◆ Source text ◆
*** Block opens ***

Tuam Mental Health facility set to close
A COMMUNITY mental health facility in Tuam, described six years ago by a former Minister as a “model for health services”, is marked for closure by the HSE.
It’s been confirmed that plans are underway to relocate the existing 11 residents at Toghermore House into three separate houses in Tuam, which will be operated by the Respond Housing Association.
The 18-bed residential facility at Toghermore has been at risk for a number of years and its closure was averted just days before Christmas in 2012 following a massive local community campaign.
The three, five-bedroom properties are in the process of being purchased to accommodate the move. Tuam area Cllr Donagh Killilea understands that the properties and their refurbishment will cost in the region of €1.4million. He describes the move as a waste of public money and has called the HSE’s management of the campus into question.
The relocation of residents is unlikely to take place before summer, as the three properties require renovation and refurbishment works. However, following clinical assessments the HSE says one resident will be moved to a nursing home over the coming weeks.
Fianna Fail Cllr Killilea says the money spent on buying new properties could have been invested in the Toghermore mental health campus to improve facilities and increase the facility’s capacity.
“If the facility was properly utilized over the last four years there would be no need to close the house.”
He has accused the HSE of under-utilising the facility in order to force its closure.
“The HSE is outsourcing patients so they can walk away from their responsibility to providing long term care,” said Cllr Killilea.
Thousands of euro was spent on the Toghermore Campus within the past decade.

*** Block closes ***

◆ Stored data ◆

*** Block opens ***

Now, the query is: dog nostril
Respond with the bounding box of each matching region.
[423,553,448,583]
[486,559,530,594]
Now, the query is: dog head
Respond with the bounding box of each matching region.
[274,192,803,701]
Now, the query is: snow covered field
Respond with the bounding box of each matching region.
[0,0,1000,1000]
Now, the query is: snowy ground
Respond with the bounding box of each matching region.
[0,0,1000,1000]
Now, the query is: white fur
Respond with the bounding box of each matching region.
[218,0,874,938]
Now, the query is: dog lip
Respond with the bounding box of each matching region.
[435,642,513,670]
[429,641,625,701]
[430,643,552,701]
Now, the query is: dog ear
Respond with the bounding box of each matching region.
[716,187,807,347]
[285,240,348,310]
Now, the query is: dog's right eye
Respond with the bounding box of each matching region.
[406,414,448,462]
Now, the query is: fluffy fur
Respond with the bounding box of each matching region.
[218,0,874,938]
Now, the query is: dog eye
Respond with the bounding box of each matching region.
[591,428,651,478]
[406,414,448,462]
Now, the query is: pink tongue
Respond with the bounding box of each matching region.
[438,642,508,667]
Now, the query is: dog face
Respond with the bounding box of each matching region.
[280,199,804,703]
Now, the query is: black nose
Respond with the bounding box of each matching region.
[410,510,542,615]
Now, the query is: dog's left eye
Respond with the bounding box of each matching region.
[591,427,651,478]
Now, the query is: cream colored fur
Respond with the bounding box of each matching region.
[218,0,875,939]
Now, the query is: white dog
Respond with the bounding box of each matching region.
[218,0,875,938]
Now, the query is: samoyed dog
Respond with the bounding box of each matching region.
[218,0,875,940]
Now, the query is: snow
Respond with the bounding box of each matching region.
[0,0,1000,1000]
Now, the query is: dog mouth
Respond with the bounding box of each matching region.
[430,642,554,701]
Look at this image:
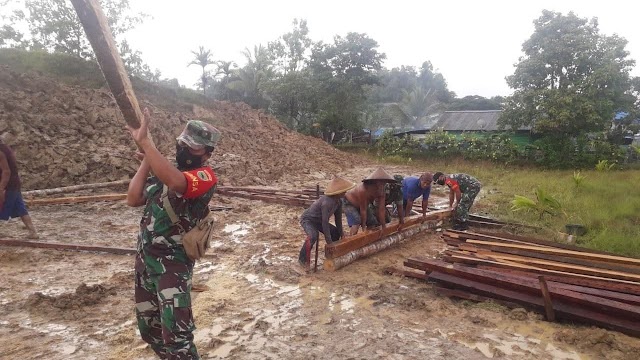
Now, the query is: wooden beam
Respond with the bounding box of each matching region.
[429,271,640,336]
[467,240,640,265]
[538,275,556,321]
[324,210,451,259]
[24,194,127,206]
[477,264,640,296]
[458,243,640,275]
[324,220,439,271]
[22,180,131,198]
[71,0,143,129]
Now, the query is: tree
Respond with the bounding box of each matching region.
[309,33,386,141]
[189,46,215,95]
[228,45,273,109]
[499,10,635,138]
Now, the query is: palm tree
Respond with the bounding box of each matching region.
[189,46,215,95]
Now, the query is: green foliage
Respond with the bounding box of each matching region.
[511,187,562,219]
[573,171,587,189]
[596,160,616,172]
[500,10,635,138]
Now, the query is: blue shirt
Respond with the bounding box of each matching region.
[402,176,431,201]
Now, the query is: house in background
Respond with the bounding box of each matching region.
[395,110,532,146]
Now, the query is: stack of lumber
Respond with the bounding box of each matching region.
[216,186,322,207]
[402,230,640,336]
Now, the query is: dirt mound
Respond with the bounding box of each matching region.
[25,283,116,310]
[0,66,361,189]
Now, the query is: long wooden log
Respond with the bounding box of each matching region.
[429,271,640,336]
[445,254,640,286]
[0,239,136,255]
[467,240,640,265]
[22,180,131,198]
[458,243,640,275]
[324,210,451,259]
[477,264,640,296]
[324,220,440,271]
[71,0,143,129]
[24,194,127,206]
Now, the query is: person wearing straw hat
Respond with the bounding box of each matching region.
[298,176,356,269]
[342,168,396,235]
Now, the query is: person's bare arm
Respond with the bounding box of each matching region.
[127,108,187,194]
[0,152,11,205]
[127,158,151,207]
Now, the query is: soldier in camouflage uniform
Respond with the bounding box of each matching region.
[369,175,404,225]
[433,172,482,230]
[127,109,220,359]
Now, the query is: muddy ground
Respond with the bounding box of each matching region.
[0,167,640,360]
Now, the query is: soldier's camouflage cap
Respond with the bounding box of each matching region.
[176,120,220,150]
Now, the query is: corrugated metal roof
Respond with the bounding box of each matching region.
[431,110,502,131]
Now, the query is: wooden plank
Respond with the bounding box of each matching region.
[538,275,556,321]
[24,194,127,206]
[0,239,137,255]
[434,285,521,309]
[467,240,640,265]
[477,264,640,296]
[384,266,427,280]
[468,250,640,283]
[324,220,440,271]
[450,230,614,255]
[22,180,131,198]
[324,210,451,259]
[71,0,143,129]
[447,254,640,288]
[429,271,640,336]
[458,243,640,275]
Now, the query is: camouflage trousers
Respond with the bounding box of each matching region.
[135,254,200,360]
[453,184,480,223]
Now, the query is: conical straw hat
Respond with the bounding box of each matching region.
[362,168,396,182]
[324,176,356,196]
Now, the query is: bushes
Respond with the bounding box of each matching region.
[376,131,624,169]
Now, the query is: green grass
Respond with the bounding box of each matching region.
[344,149,640,258]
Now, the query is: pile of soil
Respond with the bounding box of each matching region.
[25,283,116,310]
[0,66,362,190]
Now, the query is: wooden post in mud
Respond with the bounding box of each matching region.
[324,220,442,271]
[22,180,131,198]
[71,0,143,129]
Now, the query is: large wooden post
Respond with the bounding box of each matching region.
[71,0,143,129]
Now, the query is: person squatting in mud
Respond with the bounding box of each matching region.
[127,109,220,360]
[298,176,356,269]
[0,138,39,239]
[433,172,482,230]
[342,168,396,235]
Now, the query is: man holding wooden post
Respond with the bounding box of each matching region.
[342,168,396,235]
[127,109,220,359]
[298,176,356,271]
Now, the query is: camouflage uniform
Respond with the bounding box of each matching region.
[135,121,219,359]
[445,174,482,223]
[368,175,403,225]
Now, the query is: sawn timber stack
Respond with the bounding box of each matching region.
[404,230,640,337]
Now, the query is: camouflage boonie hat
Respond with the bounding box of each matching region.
[176,120,220,150]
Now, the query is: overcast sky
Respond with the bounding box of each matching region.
[127,0,640,97]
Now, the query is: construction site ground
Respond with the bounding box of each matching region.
[0,166,640,360]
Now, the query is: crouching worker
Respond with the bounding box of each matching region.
[342,168,396,235]
[433,172,482,230]
[127,109,220,360]
[298,176,356,269]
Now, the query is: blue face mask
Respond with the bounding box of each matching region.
[176,144,202,170]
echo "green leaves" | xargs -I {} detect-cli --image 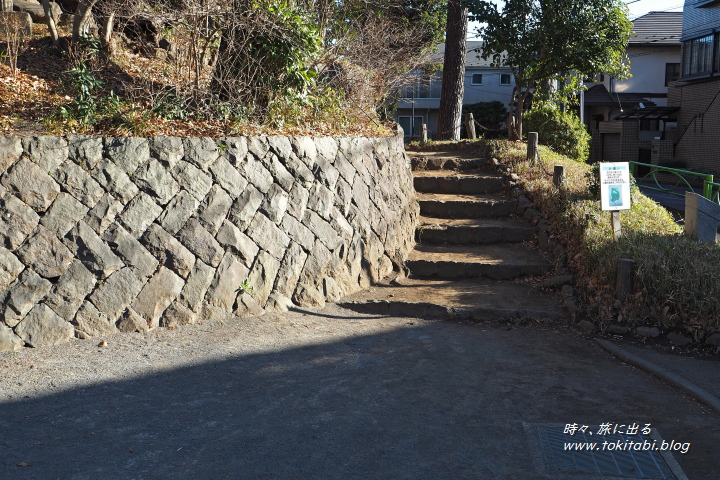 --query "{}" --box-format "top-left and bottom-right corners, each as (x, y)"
(467, 0), (632, 89)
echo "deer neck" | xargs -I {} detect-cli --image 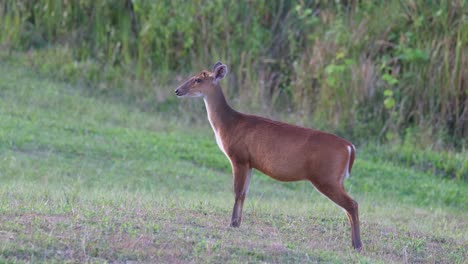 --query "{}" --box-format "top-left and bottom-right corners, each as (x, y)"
(203, 85), (238, 134)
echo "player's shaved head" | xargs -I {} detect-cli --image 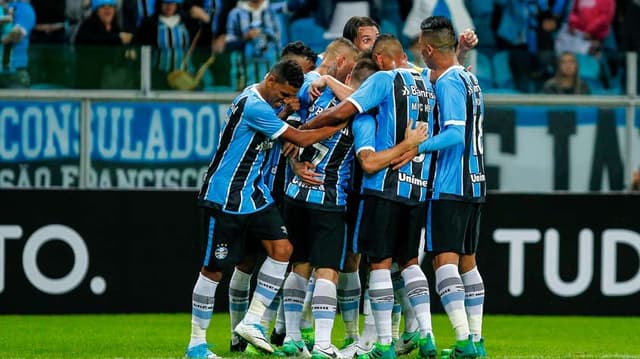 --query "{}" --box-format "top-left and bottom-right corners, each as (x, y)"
(325, 37), (358, 59)
(420, 16), (456, 52)
(350, 58), (378, 88)
(371, 34), (404, 57)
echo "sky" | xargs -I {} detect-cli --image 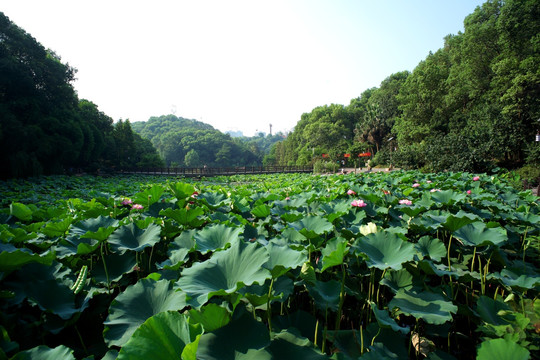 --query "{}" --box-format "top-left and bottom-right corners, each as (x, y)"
(0, 0), (484, 136)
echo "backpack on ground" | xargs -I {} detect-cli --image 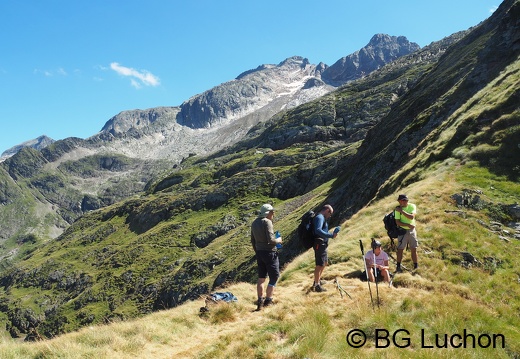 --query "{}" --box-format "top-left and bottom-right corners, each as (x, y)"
(298, 211), (315, 249)
(383, 211), (406, 248)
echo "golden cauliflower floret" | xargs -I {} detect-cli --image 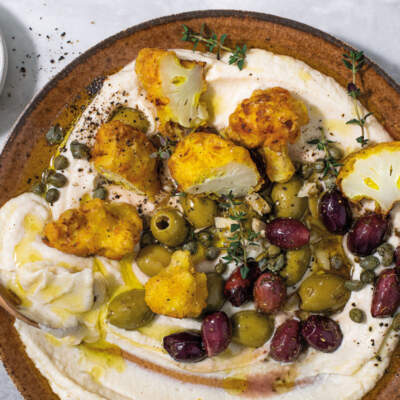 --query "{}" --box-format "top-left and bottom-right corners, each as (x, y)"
(135, 48), (208, 139)
(43, 199), (143, 260)
(226, 87), (309, 182)
(168, 132), (263, 196)
(92, 121), (160, 198)
(145, 250), (208, 318)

*** Block closes ***

◆ Work request 1 ◆
Name every organization or body mentioned in the article on the planned closure of the Tuam mental health facility.
◆ Work request 2 ◆
In the article on the Tuam mental health facility, reproduce word for word the passage from "Fianna Fail Cllr" to "said Cllr Killilea.".
◆ Work request 3 ◆
Continue the news article on the planned closure of Toghermore House in Tuam, picking up after its final sentence.

◆ Final answer 1 ◆
- HSE
- Respond Housing Association
- Fianna Fail

◆ Final answer 2 ◆
Fianna Fail Cllr Killilea says the money spent on buying new properties could have been invested in the Toghermore mental health campus to improve facilities and increase the facility’s capacity.
“If the facility was properly utilized over the last four years there would be no need to close the house.”
He has accused the HSE of under-utilising the facility in order to force its closure.
“The HSE is outsourcing patients so they can walk away from their responsibility to providing long term care,” said Cllr Killilea.

◆ Final answer 3 ◆
The significant refurbishment and improvement works began in 2008 following poor results in a mental health report on the conditions in which some patients were living.
In 2011 the then Labour Minister Kathleen Lynch visited Tuam to officially open the refurbished and expanded health facilities and described it as a model for health services around the country.
Just days before Christmas in 2012 the HSE said it intended closing the facility on health and safety grounds and that it didn’t meet fire safety requirements.
The HSE did a u-turn on the decision following an outcry by the local community. It’s understood that the necessary fire safety improvements were carried out in 2013-2014.
A Mental Health Service inspection report in 2015 did raise some concerns about the facility and described its operation as “somewhat institutional” as there was a lack of personalised or homely features in the sitting and dining rooms.
At the time of the unannounced inspection, two years ago, the service was in the process of transferring clinical responsibility from the sectors team to a newly appointed rehabilitation team, but nursing staff of the residence expressed confusion regarding the process.
The report stated that the situation regarding which team has clinical responsibility for residents needed to be clarified immediately.
It also stated that there was a good and supportive relationship between staff and residents.
Cllr Killilea intends raising the closure at Tuesday’s meeting of the West Regional Health Forum.